Exercice écrit 1 —
Reproduisez les enregistrements situés entre la ligne contenant « Object = dense bush » et celle contenant « left=0, top=0, right=200, bottom=100 », bornes incluses, consignes comprises. Ajoutez 33 à chaque coordonnée des boîtes englobantes données en résultat, sans toucher aux coordonnées des modèles de format.

Extrait cité —
_____

La Cour de cassation sanctionne l'impéritie juridique et sécuritaire de l'opposition. Celle-ci s'est manifestée la semaine dernière grâce à l'intervention d'un commandant de police et d'un syndicat de policiers. Le ministre de l'intérieur et le secrétaire national de l'UMP à la sécurité, que le ministre vient de promouvoir à un grade élevé de la haute fonction publique (1), se sont emparés en choeur de cet évènement. Ils ont joué une partition identique : celle de la sécurité et de l'ordre. C'était sans compter un rappel à la loi.
Les règles de la prescription relèvent, comme de nombreuses autres, du domaine exclusif de la loi.
Ce principe constitutionnel a été souvent méprisé pendant les dix années où l'opposition a dirigé les affaires publiques, tendant à faire prévaloir le pouvoir réglementaire sur la loi. C'est une inversion normative. Cette forme édulcorée de putsch permanent n'a pas soulevé beaucoup de contestation.

_____

Données fournies —

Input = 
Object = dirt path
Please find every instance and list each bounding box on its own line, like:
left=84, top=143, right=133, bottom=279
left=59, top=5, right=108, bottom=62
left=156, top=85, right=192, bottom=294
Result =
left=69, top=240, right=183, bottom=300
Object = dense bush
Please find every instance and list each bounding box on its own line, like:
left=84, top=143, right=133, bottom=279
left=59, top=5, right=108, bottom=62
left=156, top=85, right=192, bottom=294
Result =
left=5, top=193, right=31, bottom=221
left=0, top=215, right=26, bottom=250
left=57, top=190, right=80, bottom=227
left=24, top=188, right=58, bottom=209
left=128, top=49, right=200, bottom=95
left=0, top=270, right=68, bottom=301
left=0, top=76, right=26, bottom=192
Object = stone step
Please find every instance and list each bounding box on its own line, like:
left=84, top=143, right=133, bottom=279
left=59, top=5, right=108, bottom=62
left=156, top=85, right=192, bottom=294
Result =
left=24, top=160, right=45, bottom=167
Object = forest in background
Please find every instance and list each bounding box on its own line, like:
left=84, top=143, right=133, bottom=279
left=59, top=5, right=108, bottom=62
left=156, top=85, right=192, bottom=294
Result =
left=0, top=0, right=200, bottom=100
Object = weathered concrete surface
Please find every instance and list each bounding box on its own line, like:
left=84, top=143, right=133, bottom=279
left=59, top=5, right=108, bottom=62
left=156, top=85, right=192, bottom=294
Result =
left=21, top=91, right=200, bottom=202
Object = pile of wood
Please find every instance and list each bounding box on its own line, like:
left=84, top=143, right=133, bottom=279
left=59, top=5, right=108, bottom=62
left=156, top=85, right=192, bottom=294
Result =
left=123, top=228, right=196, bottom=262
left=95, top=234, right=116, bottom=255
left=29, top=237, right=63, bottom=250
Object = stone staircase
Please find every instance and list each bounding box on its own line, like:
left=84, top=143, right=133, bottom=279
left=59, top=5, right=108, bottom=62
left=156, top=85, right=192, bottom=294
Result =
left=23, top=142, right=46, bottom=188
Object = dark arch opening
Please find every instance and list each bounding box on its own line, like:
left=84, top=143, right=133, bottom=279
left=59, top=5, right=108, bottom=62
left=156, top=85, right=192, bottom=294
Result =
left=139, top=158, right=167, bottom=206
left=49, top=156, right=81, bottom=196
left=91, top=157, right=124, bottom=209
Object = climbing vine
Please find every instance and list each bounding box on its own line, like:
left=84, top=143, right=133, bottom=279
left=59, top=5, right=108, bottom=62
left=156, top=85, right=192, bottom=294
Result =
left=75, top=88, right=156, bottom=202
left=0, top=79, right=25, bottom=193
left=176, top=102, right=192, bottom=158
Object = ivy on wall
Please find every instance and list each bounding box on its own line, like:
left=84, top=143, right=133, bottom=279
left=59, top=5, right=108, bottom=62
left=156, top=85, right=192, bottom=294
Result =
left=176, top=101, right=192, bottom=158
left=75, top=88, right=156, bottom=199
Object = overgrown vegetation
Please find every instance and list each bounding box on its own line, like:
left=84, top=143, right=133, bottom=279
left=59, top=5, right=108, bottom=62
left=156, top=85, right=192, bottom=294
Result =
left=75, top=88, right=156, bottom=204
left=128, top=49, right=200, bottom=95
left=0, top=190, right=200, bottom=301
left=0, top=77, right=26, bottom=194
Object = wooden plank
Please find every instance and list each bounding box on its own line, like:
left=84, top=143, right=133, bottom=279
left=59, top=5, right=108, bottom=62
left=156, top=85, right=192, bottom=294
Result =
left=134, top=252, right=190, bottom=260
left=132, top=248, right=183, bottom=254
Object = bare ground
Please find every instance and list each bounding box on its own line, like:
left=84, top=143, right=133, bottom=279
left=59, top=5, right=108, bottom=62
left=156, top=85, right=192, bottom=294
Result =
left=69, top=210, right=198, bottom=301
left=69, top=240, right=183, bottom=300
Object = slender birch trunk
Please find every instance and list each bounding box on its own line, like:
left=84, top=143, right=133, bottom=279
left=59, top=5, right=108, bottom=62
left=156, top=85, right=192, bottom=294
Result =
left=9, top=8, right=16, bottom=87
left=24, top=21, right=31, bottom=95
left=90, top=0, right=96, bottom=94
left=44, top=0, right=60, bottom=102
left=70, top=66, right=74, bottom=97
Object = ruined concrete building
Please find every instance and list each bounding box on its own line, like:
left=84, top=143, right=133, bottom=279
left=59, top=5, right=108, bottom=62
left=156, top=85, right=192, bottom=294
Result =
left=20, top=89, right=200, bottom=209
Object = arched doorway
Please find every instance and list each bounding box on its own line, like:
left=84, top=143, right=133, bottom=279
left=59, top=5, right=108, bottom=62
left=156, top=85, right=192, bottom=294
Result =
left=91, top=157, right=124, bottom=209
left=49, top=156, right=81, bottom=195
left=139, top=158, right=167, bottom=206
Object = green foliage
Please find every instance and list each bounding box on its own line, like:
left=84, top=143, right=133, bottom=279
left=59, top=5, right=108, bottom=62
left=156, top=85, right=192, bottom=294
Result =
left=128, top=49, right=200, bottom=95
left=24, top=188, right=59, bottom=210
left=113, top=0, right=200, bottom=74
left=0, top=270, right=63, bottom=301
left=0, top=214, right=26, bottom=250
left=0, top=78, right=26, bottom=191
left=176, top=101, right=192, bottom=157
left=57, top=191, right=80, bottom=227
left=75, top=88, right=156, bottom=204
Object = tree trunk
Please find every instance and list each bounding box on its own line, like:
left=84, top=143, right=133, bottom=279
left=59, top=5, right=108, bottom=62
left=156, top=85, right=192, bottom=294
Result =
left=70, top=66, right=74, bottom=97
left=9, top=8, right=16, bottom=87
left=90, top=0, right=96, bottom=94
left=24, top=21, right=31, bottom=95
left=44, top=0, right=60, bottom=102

_____

Exercice écrit 2 —
D'après l'extrait cité, de quel domaine relèvent les règles de la prescription ?

Réponse rédigée 1 —
Object = dense bush
Please find every instance and list each bounding box on its own line, like:
left=84, top=143, right=133, bottom=279
left=59, top=5, right=108, bottom=62
left=156, top=85, right=192, bottom=294
Result =
left=38, top=226, right=64, bottom=254
left=33, top=248, right=59, bottom=283
left=90, top=223, right=113, bottom=260
left=57, top=221, right=91, bottom=242
left=161, top=82, right=233, bottom=128
left=33, top=303, right=101, bottom=334
left=33, top=109, right=59, bottom=225
Object = stone step
Please find every instance and list each bounding box on its own line, like:
left=84, top=143, right=133, bottom=279
left=59, top=5, right=108, bottom=62
left=156, top=85, right=192, bottom=294
Result =
left=57, top=193, right=78, bottom=200
Object = forest in background
Please find every instance and list each bounding box on its own line, like:
left=84, top=143, right=133, bottom=279
left=59, top=5, right=108, bottom=62
left=156, top=85, right=192, bottom=294
Result =
left=33, top=33, right=233, bottom=133

Réponse rédigée 2 —
Du domaine exclusif de la loi.